_Required work_
Repeat the entries below exactly, pictures excluded.

○ ○ ○ ○ ○

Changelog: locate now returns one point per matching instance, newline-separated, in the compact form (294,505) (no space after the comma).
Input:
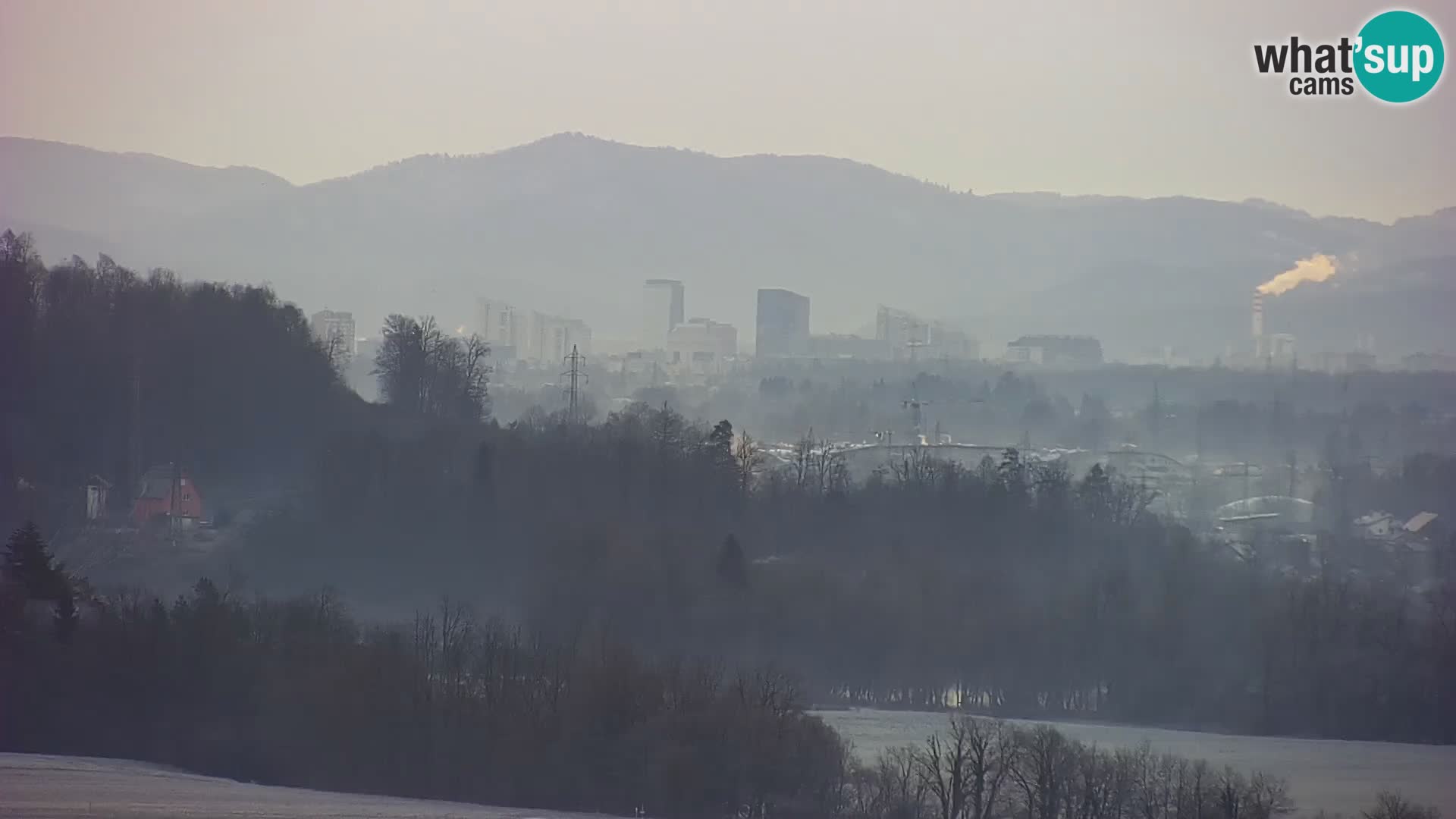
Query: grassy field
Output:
(72,787)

○ ○ ○ ○ ○

_Answer box_
Changelog: locate now returns one point per matching instance, newline-separated, in the compact form (294,505) (no space after the comma).
Input:
Query: grassy field
Output:
(72,787)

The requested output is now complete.